> Tarea A: Transcribe sin cambios todo lo que va desde "escoger su repertorio, autodirigirse, diseñar" hasta "detrás del titiritero." en el texto sobre el titiritero Armando Morales.
> Tarea B: Según el texto sobre el titiritero Armando Morales, ¿qué obra representaba él hace 23 años en La Tinta?
> Tarea C: Prosigue el texto sobre el titiritero Armando Morales a partir de su última oración.
-------- Fragmento proporcionado --------
Los títeres diciéndonos adiós
4/2/2019
Una imagen que vi a través de otros ojos, me quema el alma. Armando Morales está inclinado sobre su cama de hospital en medio de una sala vacía. Tamborilea con sus dedos sabe Dios cuál melodía clásica. Mis ojos, con los otros, se asoman a la puerta que no se puede traspasar y él, al darse cuenta, retira rápido la vista sin señal alguna de saludo. Está consciente, nos ha visto, pero no quiere encontrarnos en su estado. Le han amputado una pierna y sabe que la otra extremidad está igual de comprometida por una enfermedad angiológica. Le acecha la muerte y quizás lo prefiere. No podré preguntarle. No existirá esa última conversación.
escoger su repertorio, autodirigirse, diseñar y confeccionar sus muñecos. Foto: Cortesía del autor
No concibo su ancha caja corporal, el telón de fondo natural para su retablo en el aire, sin piernas que lo sostengan, sin aquellas piernas que corrían hace 23 años por La Tinta haciendo Chímpete, chámpata, de Villafañe, una verdadera creación propia en sus manos. Aquellas piernas que echaron a correr a todos los niños del pueblito detrás del titiritero.
-------- Entradas del conjunto --------
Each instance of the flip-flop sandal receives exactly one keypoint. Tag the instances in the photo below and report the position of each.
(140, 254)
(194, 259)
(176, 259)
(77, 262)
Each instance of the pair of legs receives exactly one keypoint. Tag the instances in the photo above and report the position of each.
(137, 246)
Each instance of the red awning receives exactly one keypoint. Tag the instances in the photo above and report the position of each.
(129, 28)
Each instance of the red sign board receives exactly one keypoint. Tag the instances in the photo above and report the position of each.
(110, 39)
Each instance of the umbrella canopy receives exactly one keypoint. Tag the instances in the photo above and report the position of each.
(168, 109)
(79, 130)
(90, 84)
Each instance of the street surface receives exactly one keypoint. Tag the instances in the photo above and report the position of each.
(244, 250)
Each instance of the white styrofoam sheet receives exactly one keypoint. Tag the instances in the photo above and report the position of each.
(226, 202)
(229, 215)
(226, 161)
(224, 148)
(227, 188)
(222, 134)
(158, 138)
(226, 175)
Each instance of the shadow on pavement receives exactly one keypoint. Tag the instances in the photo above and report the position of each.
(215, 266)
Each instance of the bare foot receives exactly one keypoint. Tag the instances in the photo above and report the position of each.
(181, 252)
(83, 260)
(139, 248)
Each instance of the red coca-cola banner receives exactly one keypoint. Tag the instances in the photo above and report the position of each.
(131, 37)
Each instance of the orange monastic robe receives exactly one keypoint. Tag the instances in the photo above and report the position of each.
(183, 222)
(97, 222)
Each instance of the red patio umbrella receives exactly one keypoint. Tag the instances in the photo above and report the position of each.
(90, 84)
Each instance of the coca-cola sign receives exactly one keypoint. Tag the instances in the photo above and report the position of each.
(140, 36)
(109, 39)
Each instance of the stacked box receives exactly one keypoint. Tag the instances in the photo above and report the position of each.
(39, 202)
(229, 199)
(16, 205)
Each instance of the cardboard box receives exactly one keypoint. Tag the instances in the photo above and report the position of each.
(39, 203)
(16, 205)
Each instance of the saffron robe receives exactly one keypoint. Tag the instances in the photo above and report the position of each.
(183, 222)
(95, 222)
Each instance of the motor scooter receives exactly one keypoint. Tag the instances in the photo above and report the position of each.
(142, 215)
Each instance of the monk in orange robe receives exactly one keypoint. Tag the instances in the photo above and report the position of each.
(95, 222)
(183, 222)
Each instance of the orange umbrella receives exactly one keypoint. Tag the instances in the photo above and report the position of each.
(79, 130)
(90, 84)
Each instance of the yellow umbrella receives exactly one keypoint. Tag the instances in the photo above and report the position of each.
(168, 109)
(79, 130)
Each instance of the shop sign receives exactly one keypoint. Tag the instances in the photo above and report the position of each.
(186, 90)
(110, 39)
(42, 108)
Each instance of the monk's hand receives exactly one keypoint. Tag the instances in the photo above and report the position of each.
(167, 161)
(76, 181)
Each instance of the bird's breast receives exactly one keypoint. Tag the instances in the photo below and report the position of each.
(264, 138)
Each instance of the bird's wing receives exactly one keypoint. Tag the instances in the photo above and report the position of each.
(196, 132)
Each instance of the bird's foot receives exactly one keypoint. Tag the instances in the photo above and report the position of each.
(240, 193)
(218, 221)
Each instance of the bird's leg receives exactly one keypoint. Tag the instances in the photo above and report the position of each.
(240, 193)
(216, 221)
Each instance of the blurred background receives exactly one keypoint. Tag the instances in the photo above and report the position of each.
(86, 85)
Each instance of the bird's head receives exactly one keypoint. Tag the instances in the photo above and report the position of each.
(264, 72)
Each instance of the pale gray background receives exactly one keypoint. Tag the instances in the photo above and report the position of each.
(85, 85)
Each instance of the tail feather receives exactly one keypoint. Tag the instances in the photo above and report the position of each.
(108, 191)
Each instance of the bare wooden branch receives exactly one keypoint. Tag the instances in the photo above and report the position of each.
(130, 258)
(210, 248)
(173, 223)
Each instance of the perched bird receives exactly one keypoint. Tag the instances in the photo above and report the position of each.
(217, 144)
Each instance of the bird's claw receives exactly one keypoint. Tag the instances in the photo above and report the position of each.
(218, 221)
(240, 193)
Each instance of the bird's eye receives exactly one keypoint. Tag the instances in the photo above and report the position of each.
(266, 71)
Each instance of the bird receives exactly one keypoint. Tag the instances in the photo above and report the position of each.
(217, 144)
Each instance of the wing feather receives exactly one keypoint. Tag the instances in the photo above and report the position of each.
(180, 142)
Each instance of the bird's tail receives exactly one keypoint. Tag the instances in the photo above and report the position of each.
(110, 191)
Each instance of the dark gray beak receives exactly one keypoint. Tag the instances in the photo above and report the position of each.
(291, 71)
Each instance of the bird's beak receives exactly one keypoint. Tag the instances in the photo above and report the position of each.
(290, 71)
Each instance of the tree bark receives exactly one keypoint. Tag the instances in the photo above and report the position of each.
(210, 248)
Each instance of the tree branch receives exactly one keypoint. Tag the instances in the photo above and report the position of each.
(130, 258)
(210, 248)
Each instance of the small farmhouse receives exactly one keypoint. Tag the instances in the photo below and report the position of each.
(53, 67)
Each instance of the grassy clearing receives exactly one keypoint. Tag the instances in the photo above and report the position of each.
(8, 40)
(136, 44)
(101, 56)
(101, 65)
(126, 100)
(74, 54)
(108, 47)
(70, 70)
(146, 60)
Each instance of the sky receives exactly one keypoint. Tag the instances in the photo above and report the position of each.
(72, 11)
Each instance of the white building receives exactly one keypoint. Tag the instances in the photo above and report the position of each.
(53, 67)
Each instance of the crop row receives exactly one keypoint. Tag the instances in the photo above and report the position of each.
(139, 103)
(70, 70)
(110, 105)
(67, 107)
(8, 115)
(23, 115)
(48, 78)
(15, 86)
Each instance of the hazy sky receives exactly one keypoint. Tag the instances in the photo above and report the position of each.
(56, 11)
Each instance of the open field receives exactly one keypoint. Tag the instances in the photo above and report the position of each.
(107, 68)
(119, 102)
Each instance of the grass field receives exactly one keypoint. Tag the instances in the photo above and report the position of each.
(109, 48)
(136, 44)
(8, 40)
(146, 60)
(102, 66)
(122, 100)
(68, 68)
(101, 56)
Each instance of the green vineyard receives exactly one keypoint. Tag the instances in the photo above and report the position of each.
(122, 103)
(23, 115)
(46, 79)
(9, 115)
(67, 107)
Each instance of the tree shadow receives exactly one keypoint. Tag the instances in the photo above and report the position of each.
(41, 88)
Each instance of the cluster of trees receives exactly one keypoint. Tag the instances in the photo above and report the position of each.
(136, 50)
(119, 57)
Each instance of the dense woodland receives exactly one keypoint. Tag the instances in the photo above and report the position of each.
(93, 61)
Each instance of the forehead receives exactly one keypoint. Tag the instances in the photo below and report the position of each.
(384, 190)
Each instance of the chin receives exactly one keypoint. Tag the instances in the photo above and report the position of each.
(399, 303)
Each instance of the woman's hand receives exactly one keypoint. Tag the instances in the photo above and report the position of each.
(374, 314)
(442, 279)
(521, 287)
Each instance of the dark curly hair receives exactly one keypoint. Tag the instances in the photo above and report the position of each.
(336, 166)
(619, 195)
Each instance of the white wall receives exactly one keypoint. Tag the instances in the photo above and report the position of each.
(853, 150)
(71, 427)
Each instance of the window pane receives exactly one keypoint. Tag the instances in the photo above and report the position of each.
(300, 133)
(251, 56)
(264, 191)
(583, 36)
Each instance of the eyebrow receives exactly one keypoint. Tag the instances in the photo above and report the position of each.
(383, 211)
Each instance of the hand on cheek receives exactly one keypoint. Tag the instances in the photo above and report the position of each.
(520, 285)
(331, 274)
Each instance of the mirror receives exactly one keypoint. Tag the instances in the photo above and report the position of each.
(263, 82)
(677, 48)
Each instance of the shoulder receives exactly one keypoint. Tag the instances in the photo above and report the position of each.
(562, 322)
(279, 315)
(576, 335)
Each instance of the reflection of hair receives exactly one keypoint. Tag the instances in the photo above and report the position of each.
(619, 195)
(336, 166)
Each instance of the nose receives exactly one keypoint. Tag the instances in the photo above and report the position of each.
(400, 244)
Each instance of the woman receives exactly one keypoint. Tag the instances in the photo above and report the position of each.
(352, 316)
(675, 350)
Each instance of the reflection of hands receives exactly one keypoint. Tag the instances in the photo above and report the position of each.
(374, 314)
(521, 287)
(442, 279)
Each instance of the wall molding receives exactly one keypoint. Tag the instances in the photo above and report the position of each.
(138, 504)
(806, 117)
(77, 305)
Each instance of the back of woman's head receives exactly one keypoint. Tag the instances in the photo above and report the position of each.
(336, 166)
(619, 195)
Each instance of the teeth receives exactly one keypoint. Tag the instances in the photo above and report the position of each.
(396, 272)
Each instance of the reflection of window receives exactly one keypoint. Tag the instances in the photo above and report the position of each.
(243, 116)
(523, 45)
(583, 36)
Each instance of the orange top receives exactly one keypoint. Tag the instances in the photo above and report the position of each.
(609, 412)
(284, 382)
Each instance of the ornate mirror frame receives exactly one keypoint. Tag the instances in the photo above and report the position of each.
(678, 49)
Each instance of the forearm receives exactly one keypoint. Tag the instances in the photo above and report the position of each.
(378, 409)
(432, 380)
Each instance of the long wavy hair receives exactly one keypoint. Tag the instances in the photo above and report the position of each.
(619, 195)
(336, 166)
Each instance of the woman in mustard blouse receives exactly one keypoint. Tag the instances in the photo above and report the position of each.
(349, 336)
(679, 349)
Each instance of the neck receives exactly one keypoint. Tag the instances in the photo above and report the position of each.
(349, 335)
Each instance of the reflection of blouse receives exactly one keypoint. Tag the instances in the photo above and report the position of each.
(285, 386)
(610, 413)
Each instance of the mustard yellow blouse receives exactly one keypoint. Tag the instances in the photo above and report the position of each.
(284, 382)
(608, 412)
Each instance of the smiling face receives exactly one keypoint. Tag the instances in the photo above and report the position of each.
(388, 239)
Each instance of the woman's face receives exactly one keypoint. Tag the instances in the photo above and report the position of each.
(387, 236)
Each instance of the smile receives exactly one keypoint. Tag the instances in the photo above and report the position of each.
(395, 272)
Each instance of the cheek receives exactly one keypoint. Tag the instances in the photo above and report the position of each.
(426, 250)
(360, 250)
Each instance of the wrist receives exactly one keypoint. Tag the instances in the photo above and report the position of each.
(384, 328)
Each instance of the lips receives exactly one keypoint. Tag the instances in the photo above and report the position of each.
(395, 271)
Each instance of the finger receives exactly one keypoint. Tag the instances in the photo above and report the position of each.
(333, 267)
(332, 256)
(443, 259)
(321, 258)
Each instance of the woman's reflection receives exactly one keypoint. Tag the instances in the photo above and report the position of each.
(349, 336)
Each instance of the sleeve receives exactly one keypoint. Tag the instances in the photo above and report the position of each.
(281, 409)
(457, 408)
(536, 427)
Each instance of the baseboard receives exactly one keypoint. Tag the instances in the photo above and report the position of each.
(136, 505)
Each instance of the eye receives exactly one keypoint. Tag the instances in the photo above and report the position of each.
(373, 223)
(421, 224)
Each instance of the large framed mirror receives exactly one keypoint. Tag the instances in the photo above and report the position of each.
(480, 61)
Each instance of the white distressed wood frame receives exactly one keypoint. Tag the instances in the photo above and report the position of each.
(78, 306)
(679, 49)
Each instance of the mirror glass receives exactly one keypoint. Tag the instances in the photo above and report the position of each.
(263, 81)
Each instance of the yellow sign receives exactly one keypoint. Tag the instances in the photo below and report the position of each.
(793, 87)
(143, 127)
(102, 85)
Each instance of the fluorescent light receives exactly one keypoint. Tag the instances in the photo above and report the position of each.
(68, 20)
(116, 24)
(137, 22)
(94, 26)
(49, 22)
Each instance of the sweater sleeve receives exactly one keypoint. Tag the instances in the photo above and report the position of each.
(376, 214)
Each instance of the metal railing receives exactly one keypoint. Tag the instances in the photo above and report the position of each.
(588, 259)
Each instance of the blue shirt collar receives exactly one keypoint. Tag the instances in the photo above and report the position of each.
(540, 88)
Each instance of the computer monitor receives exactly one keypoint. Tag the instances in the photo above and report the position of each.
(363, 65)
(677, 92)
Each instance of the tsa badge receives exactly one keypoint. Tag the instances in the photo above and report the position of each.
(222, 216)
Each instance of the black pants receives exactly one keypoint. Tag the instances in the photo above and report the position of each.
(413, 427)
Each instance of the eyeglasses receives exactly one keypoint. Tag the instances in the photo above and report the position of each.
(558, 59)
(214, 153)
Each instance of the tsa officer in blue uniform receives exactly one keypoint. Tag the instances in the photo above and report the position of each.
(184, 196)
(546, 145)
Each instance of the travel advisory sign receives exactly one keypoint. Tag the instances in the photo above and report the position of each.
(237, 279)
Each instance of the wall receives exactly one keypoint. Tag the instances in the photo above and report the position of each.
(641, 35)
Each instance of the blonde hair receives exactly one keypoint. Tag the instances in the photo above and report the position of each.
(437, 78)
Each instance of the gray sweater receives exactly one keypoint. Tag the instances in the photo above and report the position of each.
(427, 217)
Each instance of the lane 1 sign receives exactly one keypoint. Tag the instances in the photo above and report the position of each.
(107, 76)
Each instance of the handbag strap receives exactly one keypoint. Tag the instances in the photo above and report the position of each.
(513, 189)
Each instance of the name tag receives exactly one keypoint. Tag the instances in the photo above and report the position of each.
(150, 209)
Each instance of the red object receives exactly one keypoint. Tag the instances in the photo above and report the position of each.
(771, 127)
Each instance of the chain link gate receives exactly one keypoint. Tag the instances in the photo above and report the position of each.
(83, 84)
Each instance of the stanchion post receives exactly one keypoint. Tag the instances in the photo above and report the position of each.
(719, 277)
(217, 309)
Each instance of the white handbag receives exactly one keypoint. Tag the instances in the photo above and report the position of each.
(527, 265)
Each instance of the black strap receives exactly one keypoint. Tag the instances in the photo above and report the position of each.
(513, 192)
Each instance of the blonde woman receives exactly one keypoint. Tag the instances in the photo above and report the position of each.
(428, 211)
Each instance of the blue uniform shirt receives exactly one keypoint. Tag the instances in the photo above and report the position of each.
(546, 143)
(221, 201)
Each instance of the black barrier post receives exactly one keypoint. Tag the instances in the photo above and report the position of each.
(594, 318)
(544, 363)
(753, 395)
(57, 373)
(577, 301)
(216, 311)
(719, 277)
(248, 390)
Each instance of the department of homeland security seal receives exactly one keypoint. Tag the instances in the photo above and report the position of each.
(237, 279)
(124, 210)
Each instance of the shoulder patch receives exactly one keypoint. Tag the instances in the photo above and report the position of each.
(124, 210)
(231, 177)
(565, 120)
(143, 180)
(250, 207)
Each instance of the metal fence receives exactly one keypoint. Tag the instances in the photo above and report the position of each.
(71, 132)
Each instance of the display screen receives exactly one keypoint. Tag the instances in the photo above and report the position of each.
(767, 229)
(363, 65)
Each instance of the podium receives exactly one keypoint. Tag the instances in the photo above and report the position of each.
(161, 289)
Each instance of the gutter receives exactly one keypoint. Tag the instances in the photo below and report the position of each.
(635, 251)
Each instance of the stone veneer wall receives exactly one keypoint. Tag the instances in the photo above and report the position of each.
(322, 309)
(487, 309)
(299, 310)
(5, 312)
--------
> Respuesta A:
escoger su repertorio, autodirigirse, diseñar y confeccionar sus muñecos. Foto: Cortesía del autor
No concibo su ancha caja corporal, el telón de fondo natural para su retablo en el aire, sin piernas que lo sostengan, sin aquellas piernas que corrían hace 23 años por La Tinta haciendo Chímpete, chámpata, de Villafañe, una verdadera creación propia en sus manos. Aquellas piernas que echaron a correr a todos los niños del pueblito detrás del titiritero.

> Respuesta B: Chímpete, chámpata, de Villafañe.

> Respuesta C:
He relatado varias veces ese momento, lo guardo en la caja negra de mi memoria como uno de esos preciados instantes del teatro, donde un actor transforma la circunstancia a través de la poesía; hechos que no siempre han de buscarse dentro de los santificados templos del arte.
Ocurrió durante nuestra primera Cruzada Teatral Guantánamo-Baracoa. Estaba yo allí con la periodista Maité Hernández-Lorenzo. Los tres, deslumbrados ante esa experiencia todavía en su etapa fundacional, la dimos a conocer ante Cuba y el mundo. Lo sentimos siempre como un deber del alma por la singularidad de ese recorrido maravilloso por los caminos más lejanos de la patria.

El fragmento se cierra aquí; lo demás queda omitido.